* The request
Please copy every one of the lines below word for word, with each character and line break unchanged.

* Given records
====================

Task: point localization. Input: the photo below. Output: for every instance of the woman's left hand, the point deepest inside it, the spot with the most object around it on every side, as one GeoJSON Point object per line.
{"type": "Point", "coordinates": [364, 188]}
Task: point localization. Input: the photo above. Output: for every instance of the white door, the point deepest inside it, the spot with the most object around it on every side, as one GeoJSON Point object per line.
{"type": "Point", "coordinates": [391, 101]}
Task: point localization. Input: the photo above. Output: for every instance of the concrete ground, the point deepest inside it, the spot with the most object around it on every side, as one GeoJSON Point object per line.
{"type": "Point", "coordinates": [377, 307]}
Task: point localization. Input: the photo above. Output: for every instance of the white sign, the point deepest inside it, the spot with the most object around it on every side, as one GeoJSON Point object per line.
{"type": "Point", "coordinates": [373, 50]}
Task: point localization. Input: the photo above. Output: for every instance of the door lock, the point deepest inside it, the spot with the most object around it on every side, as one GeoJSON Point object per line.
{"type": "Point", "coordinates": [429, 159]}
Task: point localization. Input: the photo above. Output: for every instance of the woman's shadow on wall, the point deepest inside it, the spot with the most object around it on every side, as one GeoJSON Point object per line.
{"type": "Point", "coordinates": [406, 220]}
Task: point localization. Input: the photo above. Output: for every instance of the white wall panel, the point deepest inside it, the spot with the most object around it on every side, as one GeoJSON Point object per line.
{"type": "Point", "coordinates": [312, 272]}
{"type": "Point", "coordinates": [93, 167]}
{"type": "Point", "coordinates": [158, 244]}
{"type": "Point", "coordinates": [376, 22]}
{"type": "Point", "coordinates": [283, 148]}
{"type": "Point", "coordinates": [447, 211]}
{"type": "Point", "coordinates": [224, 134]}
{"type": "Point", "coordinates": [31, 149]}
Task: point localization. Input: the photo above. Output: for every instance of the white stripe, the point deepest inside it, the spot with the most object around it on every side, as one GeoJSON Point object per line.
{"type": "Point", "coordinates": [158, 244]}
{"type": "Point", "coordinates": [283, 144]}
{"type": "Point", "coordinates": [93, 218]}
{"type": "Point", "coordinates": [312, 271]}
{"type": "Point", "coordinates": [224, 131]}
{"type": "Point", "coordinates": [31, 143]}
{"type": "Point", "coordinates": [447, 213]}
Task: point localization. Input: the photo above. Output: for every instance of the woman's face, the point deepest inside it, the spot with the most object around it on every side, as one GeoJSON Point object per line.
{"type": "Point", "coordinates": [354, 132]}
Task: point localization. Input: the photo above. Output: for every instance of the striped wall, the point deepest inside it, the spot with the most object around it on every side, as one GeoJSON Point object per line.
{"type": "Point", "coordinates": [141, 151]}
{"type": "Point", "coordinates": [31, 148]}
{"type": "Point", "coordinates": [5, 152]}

====================

* Result of the task
Task: point localization. Input: the photo below. Output: for every instance of the woman's left hand, the point deepest inside it, the spot with the most object around it on every side, as one GeoJSON Point object per line.
{"type": "Point", "coordinates": [364, 188]}
Task: point localization. Input: the photo above. Output: for every instance of the white door, the point deepest inside it, the spot with the most object around it on every side, as one GeoJSON Point object per line.
{"type": "Point", "coordinates": [391, 101]}
Task: point localization. Input: the photo above. Output: for every instance of the concrete ground, the point deepest inside it, the spot with the most object around it on every side, as one GeoJSON Point object per line.
{"type": "Point", "coordinates": [377, 307]}
Task: point localization. Input: the photo above. Output: for every instance of the white sign, the point deepest inside it, the spot with the most object around it on every side, as one GeoJSON Point object per line.
{"type": "Point", "coordinates": [373, 50]}
Task: point localization. Input: the photo above. Output: for every instance of the door lock, the point deepest inside it, the spot with the most object around it on every side, as one GeoJSON Point object per line.
{"type": "Point", "coordinates": [429, 159]}
Task: point localization. Input: the photo above. Output: for every instance of the woman's shadow on wall, the point deepest inside it, the spot with the most object around it on every side, as one GeoJSON Point object per line.
{"type": "Point", "coordinates": [406, 220]}
Task: point localization. Input: the photo above. Output: for every instance of the white wall panel, the point deepest inside it, the spot with the most object around it on every side, as one GeoJSON Point object per line.
{"type": "Point", "coordinates": [312, 272]}
{"type": "Point", "coordinates": [93, 167]}
{"type": "Point", "coordinates": [158, 244]}
{"type": "Point", "coordinates": [376, 22]}
{"type": "Point", "coordinates": [283, 148]}
{"type": "Point", "coordinates": [447, 211]}
{"type": "Point", "coordinates": [224, 134]}
{"type": "Point", "coordinates": [31, 149]}
Task: point localization. Input: the photo above. Output: for every instance of the white stripe, the point deepest inside it, the spot with the most object around it on every side, as one GeoJSON Point object per line.
{"type": "Point", "coordinates": [158, 244]}
{"type": "Point", "coordinates": [283, 144]}
{"type": "Point", "coordinates": [93, 218]}
{"type": "Point", "coordinates": [312, 271]}
{"type": "Point", "coordinates": [224, 131]}
{"type": "Point", "coordinates": [31, 143]}
{"type": "Point", "coordinates": [447, 213]}
Task: point localization. Input: the photo above. Output: for every instance of the woman's face, the point deepest inside it, the spot with the most object around it on every side, as one GeoJSON Point object per line.
{"type": "Point", "coordinates": [354, 132]}
Task: point localization. Input: the photo above. Output: for every instance of the striped wall, the point deepest inside it, the spot with the most object around it on every side, as one GeoJSON Point object per line.
{"type": "Point", "coordinates": [141, 151]}
{"type": "Point", "coordinates": [31, 148]}
{"type": "Point", "coordinates": [5, 152]}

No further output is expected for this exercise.